What to produce:
Each entry needs to be duplicated exactly.

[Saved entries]
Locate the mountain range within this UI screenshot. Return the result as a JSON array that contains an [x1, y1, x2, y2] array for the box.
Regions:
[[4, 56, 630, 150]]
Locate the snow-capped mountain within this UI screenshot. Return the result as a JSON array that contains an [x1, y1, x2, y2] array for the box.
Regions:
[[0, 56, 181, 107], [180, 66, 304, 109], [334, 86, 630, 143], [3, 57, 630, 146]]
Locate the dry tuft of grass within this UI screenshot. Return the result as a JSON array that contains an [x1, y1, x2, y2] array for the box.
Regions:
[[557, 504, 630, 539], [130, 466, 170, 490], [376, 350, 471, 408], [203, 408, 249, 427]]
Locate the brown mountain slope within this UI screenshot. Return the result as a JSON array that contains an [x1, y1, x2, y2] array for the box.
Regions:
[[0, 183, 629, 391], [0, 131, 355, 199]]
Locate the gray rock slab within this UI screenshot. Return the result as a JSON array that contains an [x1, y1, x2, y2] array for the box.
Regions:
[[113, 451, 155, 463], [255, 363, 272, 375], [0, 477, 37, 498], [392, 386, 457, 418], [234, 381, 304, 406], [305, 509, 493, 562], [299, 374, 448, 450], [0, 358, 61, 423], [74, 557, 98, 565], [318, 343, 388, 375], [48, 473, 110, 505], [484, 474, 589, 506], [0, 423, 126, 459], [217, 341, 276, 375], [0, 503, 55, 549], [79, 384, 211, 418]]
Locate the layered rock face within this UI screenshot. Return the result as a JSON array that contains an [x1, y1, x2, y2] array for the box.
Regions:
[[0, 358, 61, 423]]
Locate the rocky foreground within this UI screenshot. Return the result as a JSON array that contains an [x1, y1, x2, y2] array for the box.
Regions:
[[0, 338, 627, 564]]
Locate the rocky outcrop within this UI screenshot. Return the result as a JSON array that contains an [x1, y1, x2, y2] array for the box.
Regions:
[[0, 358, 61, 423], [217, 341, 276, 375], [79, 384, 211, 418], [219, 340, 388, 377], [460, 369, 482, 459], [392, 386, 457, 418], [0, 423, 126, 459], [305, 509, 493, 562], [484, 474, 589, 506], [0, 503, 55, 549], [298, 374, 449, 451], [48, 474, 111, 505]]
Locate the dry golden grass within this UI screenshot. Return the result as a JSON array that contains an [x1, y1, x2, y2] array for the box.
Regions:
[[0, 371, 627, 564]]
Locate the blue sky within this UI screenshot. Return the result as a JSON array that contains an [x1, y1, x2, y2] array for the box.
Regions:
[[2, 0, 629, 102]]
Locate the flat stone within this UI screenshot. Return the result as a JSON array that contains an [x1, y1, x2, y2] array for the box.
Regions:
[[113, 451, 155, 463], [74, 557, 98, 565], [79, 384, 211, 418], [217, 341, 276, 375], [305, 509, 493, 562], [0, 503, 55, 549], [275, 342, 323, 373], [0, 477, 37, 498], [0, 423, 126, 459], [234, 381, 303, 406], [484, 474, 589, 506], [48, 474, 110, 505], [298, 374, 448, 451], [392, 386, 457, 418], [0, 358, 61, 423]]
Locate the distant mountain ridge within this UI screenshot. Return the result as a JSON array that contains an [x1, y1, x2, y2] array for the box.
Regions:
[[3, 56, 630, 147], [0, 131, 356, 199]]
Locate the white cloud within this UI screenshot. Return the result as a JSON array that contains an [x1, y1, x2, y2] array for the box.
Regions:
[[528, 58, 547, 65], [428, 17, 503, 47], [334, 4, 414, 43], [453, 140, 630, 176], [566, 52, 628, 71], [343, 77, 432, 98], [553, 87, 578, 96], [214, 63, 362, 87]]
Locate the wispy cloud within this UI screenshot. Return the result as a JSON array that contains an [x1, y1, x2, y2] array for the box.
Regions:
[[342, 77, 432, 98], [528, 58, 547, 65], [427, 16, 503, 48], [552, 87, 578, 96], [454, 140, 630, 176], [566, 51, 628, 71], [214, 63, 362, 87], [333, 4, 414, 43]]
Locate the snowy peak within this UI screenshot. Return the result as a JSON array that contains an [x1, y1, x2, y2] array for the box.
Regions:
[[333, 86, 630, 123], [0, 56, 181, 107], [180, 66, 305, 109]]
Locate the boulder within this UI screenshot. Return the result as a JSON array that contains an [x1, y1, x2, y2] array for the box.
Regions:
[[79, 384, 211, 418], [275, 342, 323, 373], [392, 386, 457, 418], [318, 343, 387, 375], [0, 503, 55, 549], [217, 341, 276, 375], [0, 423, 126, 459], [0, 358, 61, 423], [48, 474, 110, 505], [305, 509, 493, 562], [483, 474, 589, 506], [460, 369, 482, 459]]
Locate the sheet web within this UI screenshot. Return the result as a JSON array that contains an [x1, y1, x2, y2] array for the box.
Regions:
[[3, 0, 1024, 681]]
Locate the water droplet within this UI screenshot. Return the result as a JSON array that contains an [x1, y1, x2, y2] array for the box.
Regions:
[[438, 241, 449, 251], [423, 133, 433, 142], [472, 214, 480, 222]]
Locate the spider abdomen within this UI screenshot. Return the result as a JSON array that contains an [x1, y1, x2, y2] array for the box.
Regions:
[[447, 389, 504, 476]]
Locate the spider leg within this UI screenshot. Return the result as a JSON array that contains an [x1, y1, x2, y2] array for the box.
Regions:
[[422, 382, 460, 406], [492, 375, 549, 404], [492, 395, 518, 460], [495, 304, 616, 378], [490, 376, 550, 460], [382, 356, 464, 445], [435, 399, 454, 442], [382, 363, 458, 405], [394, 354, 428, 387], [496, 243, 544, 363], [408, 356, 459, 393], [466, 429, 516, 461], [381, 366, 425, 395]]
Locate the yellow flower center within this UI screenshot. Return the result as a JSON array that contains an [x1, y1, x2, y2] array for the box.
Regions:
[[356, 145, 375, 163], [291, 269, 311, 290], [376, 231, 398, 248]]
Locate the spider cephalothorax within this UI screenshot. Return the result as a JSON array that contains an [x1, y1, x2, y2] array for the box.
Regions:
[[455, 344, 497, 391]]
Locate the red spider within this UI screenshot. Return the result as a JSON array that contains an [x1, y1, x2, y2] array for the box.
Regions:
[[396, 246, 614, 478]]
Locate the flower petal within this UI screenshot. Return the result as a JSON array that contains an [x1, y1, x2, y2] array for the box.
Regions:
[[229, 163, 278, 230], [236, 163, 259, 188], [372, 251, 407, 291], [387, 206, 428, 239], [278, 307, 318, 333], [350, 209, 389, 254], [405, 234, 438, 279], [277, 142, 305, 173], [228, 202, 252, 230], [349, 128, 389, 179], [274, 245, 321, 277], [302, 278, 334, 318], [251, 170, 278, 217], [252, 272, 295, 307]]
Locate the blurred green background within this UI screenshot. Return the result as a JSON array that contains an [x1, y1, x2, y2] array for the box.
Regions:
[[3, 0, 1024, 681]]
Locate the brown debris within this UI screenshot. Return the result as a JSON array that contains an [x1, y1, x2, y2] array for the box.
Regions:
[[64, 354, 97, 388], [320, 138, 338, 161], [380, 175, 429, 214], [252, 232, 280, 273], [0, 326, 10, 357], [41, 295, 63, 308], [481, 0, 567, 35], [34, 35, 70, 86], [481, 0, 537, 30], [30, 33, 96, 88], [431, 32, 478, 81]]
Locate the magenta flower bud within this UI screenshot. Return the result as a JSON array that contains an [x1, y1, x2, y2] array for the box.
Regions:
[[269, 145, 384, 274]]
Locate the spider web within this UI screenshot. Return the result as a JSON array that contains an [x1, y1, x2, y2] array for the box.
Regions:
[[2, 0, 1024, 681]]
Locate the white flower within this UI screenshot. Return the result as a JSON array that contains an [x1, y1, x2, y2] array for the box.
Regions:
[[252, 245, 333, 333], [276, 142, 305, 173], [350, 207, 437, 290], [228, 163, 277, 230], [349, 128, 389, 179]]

Answer section:
Locate the mountain range within this UI screenshot. Return the result as a JSON array that contains an [x1, y1, x2, y2] array for the box.
Regions:
[[4, 56, 630, 150]]
Locate the snow-capped mountain within this UI screenshot. Return the result as a JSON array that contains an [x1, y1, x2, y2] array for the box.
Regions:
[[0, 56, 181, 107], [180, 66, 304, 109], [334, 86, 630, 143], [3, 57, 630, 146]]
Locate the dry tuft of grass within this UI screenshot. Return the result as a JSON array that contains an [x1, y1, x2, y2] array for the box.
Regions:
[[557, 504, 630, 539], [130, 466, 170, 490], [376, 350, 471, 408], [203, 408, 249, 427]]
Locate the brown mountain slope within this UI screenshot. Return the result as a JSON array that contains an [x1, y1, x2, y2] array for the box.
Regions:
[[0, 183, 629, 391], [0, 131, 355, 199]]
Locate the gray rock slab within this UI screenshot. Return the result as a JSON array that contains an [x1, y1, x2, y2] array for the box.
Regions:
[[113, 451, 155, 463], [255, 363, 272, 375], [0, 477, 37, 498], [392, 386, 457, 418], [234, 381, 304, 406], [305, 509, 493, 562], [299, 374, 448, 450], [0, 358, 61, 423], [74, 557, 98, 565], [318, 343, 388, 375], [48, 473, 110, 505], [484, 474, 589, 506], [0, 423, 126, 459], [217, 341, 276, 375], [0, 503, 55, 549], [79, 384, 211, 418]]
Locate the layered rock face within this UI screenshot. Return the result as a JSON array that contains an [x1, y1, x2, y2] array for the box.
Regions:
[[0, 358, 61, 423]]
Locate the rocky foreground within this UI screenshot. Return the result as a JSON array that contains an [x1, y1, x2, y2] array for the box.
Regions:
[[0, 338, 627, 564]]
Locate the rocky outcrop within this UI screenshot. Return the result as a JSON array that contains an [x1, y1, x2, y2] array for the box.
Regions:
[[0, 358, 61, 423], [217, 341, 276, 375], [79, 384, 211, 418], [219, 340, 388, 377], [460, 369, 482, 459], [392, 386, 457, 418], [0, 423, 126, 459], [305, 509, 493, 562], [484, 474, 589, 506], [0, 503, 55, 549], [298, 374, 449, 451], [48, 474, 111, 505]]
Locate the dry golden grass within this UI screenshot. Return the result as a JSON array that contains an [x1, y1, x2, y2] array for the box.
Regions:
[[0, 371, 627, 564]]
Locate the blue sky within this UI screenshot. Return the result as a JSON array that contains an [x1, y1, x2, y2] array for the box.
Regions:
[[2, 0, 629, 102]]
Locate the flat stone within this UI screenshot. Return the result as a JSON array that contains an [x1, y1, x2, y2] array for the box.
Regions:
[[113, 451, 155, 463], [74, 557, 98, 565], [79, 384, 211, 418], [217, 341, 276, 375], [305, 509, 493, 562], [0, 503, 55, 549], [275, 342, 323, 373], [0, 477, 37, 498], [0, 423, 126, 459], [234, 381, 303, 406], [484, 474, 589, 506], [48, 474, 110, 505], [298, 374, 448, 451], [392, 386, 457, 418], [0, 358, 61, 423]]
Locate the distant mountain ridge within this UI screenshot. Return the result as a JSON array that contains an [x1, y1, x2, y2] array for the box.
Regions:
[[3, 56, 630, 147], [0, 131, 356, 199]]
Locate the white cloud within this UI screenshot. Return the result as a JSON array that contains an [x1, y1, x2, y2] array for the box.
Regions:
[[528, 58, 547, 65], [428, 17, 503, 47], [334, 4, 414, 43], [453, 140, 630, 176], [566, 52, 628, 71], [343, 77, 432, 98], [553, 87, 578, 96], [214, 63, 362, 87]]
Locate the wispy cloud within this UI screenshot. Return the result as a JSON array that contains an [x1, y1, x2, y2] array for the box.
Regions:
[[342, 77, 432, 98], [528, 58, 547, 65], [427, 16, 503, 48], [552, 87, 578, 96], [454, 140, 630, 176], [566, 51, 628, 71], [214, 63, 362, 87], [333, 4, 414, 43]]
Locate the snowy peak within this UI screenshot. Return the result as a JSON array that contains an [x1, y1, x2, y2] array for the box.
Regions:
[[333, 86, 630, 123], [0, 56, 181, 107], [180, 66, 305, 109]]
Locate the boulder within this UI screenshot. Return the result as a JSON array that contains an [x1, y1, x2, y2] array for the box.
Regions:
[[79, 384, 211, 418], [275, 342, 323, 373], [392, 386, 457, 418], [318, 343, 387, 375], [0, 503, 55, 549], [217, 341, 276, 375], [0, 423, 126, 459], [0, 358, 61, 423], [48, 474, 110, 505], [305, 509, 493, 562], [483, 474, 589, 506], [460, 369, 482, 459]]
Locate the sheet web within this UI screenshot. Return the result as a JSON array that contains an [x1, y1, x2, y2] array for the box.
Regions:
[[3, 0, 1024, 681]]
Locate the water droplet within this UI screenshot. Return the result as a JSON array that contains an [x1, y1, x2, y2] array for the box.
Regions:
[[438, 241, 449, 251], [423, 133, 433, 142], [472, 214, 480, 222]]
Locate the spider abdomen within this UI screenshot. Return the result as a JSON array that contains an [x1, y1, x2, y2] array for the box.
Regions:
[[447, 389, 504, 476]]
Locate the spider leg within this UI screenshot. Return the result as a JSON array that contains an [x1, y1, x2, y2] array for the box.
Regions:
[[422, 382, 460, 406], [492, 375, 549, 404], [492, 395, 518, 460], [495, 304, 616, 378], [490, 376, 550, 460], [382, 356, 464, 445], [435, 399, 454, 442], [382, 363, 458, 405], [394, 354, 428, 387], [496, 243, 544, 363], [408, 356, 459, 393], [466, 429, 516, 461], [381, 366, 425, 395]]
Locate the yellow flower center within this UI screenshot. Return the result as a JSON array that contains an [x1, y1, x2, y2] array for the box.
Regions:
[[356, 145, 375, 163], [291, 269, 311, 290], [376, 231, 398, 248]]
Locate the spider cephalothorax within this UI screenshot. Return the result as a JSON array that contains an [x1, y1, x2, y2] array for the box.
Regions:
[[455, 344, 497, 391]]
Locate the red spider within this UI screenshot. Return the result as a JSON array that contains an [x1, y1, x2, y2] array for the box.
Regions:
[[396, 246, 614, 478]]
Locate the flower petal within this UI screenshot. Return the result as a JSON array that contains an [x1, y1, x2, y2] array for the box.
Regions:
[[229, 163, 278, 230], [236, 163, 259, 188], [372, 251, 407, 291], [387, 206, 428, 239], [278, 307, 318, 333], [350, 209, 389, 254], [405, 234, 438, 279], [277, 142, 305, 173], [228, 202, 252, 230], [349, 128, 389, 179], [274, 245, 321, 277], [302, 278, 334, 318], [251, 170, 278, 217], [252, 272, 295, 307]]
Locate the blurred green background within this UI screenshot. Return the result as a JSON array that contains an [x1, y1, x2, y2] array for the box.
Regions:
[[3, 0, 1024, 681]]
Locate the brown debris within this UI screenshot. Return the result as a JSON array that contains an [x1, y1, x2, y2] array for the box.
Regions:
[[64, 354, 97, 388], [320, 138, 338, 161], [380, 175, 429, 214], [252, 232, 280, 273], [0, 326, 10, 357], [41, 295, 63, 308], [481, 0, 567, 35], [34, 35, 70, 86], [481, 0, 537, 30], [30, 33, 96, 88], [431, 32, 478, 81]]
Locate the magenta flower bud within this UI screenshot. Return the result as a JSON array that contains an [x1, y1, x2, y2] array for the box.
Regions:
[[269, 145, 384, 274]]
Locate the spider web within this UI screenshot. Return the result as a JSON array that contains an [x1, y1, x2, y2] array for the box.
Regions:
[[2, 0, 1024, 681]]
Locate the white flower within this UI screenshot. Return the result as a JSON array that contains an [x1, y1, x2, y2] array for the box.
Regions:
[[252, 245, 333, 333], [276, 142, 305, 173], [350, 207, 437, 290], [228, 163, 277, 230], [349, 128, 389, 179]]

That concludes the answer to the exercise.